§ WORK INSTRUCTION: Repeat the data word for word and skip the pictures.

----- DATA EXTRACT

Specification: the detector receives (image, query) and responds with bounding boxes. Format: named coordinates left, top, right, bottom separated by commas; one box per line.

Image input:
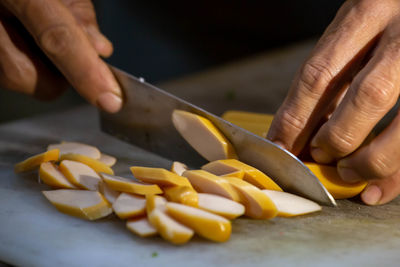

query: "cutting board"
left=1, top=106, right=400, bottom=267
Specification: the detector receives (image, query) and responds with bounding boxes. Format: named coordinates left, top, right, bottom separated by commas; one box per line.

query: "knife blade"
left=100, top=66, right=336, bottom=206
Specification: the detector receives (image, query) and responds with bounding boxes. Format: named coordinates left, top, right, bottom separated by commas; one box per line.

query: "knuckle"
left=298, top=59, right=334, bottom=97
left=364, top=152, right=395, bottom=178
left=279, top=110, right=308, bottom=134
left=322, top=125, right=357, bottom=156
left=38, top=24, right=73, bottom=56
left=354, top=75, right=397, bottom=109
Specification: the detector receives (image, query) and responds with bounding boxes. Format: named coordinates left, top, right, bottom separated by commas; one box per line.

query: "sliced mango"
left=182, top=170, right=240, bottom=202
left=42, top=189, right=112, bottom=220
left=305, top=162, right=367, bottom=199
left=148, top=208, right=194, bottom=245
left=202, top=159, right=282, bottom=191
left=126, top=217, right=158, bottom=238
left=48, top=142, right=101, bottom=159
left=60, top=153, right=114, bottom=175
left=98, top=153, right=117, bottom=167
left=39, top=162, right=76, bottom=189
left=170, top=161, right=188, bottom=176
left=223, top=177, right=277, bottom=219
left=261, top=190, right=321, bottom=217
left=59, top=160, right=101, bottom=191
left=100, top=173, right=162, bottom=195
left=220, top=170, right=245, bottom=179
left=146, top=194, right=167, bottom=213
left=130, top=167, right=192, bottom=188
left=197, top=193, right=245, bottom=219
left=172, top=110, right=238, bottom=161
left=15, top=149, right=59, bottom=173
left=164, top=186, right=198, bottom=207
left=112, top=193, right=146, bottom=219
left=166, top=202, right=231, bottom=242
left=98, top=181, right=120, bottom=204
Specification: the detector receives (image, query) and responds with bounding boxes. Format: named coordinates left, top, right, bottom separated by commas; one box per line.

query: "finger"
left=360, top=170, right=400, bottom=205
left=4, top=0, right=122, bottom=113
left=267, top=0, right=399, bottom=155
left=62, top=0, right=113, bottom=57
left=311, top=19, right=400, bottom=163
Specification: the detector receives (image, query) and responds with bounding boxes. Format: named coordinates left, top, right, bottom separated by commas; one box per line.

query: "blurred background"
left=0, top=0, right=345, bottom=123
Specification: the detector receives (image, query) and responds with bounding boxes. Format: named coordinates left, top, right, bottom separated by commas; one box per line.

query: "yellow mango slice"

----------

§ WRITTEN ANSWER:
Specification: the detector receives (image, query) and responds with bounding boxes. Format: named coordinates left, top, right, bottom separated by commas; one box per line.

Image input:

query: "cutting board"
left=1, top=106, right=400, bottom=267
Specification: the detector receives (image, query) and responds with bounding boxes. Format: named coordinates left, top, right, bottom separated by commas; one box per line.

query: "knife blade"
left=100, top=66, right=336, bottom=206
Specification: the detector receives (image, query) and responds with bounding boxes. Format: named coordinates left, top, right, bottom separated by commas; one box per line.

query: "knuckle"
left=298, top=59, right=334, bottom=97
left=364, top=152, right=395, bottom=178
left=279, top=110, right=308, bottom=134
left=322, top=125, right=357, bottom=156
left=38, top=24, right=73, bottom=56
left=354, top=75, right=397, bottom=109
Specification: the detector receives (image, query) and responds with bounding boxes. Format: named coordinates left, top, right, bottom separated by commas; one box per line.

query: "sliced mango"
left=182, top=170, right=240, bottom=202
left=42, top=189, right=112, bottom=220
left=305, top=162, right=367, bottom=199
left=148, top=208, right=194, bottom=245
left=202, top=159, right=282, bottom=191
left=126, top=217, right=158, bottom=238
left=48, top=142, right=101, bottom=159
left=60, top=153, right=114, bottom=175
left=98, top=153, right=117, bottom=167
left=39, top=162, right=76, bottom=189
left=170, top=161, right=188, bottom=176
left=223, top=177, right=277, bottom=219
left=261, top=190, right=321, bottom=217
left=59, top=160, right=101, bottom=191
left=100, top=173, right=162, bottom=195
left=220, top=170, right=245, bottom=179
left=146, top=194, right=167, bottom=213
left=130, top=167, right=192, bottom=188
left=197, top=193, right=245, bottom=219
left=172, top=110, right=238, bottom=161
left=15, top=149, right=59, bottom=173
left=164, top=186, right=198, bottom=207
left=112, top=193, right=146, bottom=219
left=166, top=202, right=231, bottom=242
left=98, top=181, right=120, bottom=204
Specification: the detector receives (image, query) and responds with bounding boxes. Format: named coordinates left, top, right, bottom separated by commas; one box per line.

query: "finger"
left=360, top=170, right=400, bottom=205
left=4, top=0, right=122, bottom=113
left=267, top=0, right=399, bottom=155
left=62, top=0, right=113, bottom=57
left=311, top=19, right=400, bottom=163
Specification: the detector receives (image, query) and responds with bounding boxes. Format: named coordinates left, top, right, bottom separated by commas; one box per line.

query: "blurred background"
left=0, top=0, right=345, bottom=123
Specification: the detector receives (image, query) and responds with bounding boxes. Format: named coordinates left, top, right, bottom separated by commas; one box per line.

query: "yellow mango slice"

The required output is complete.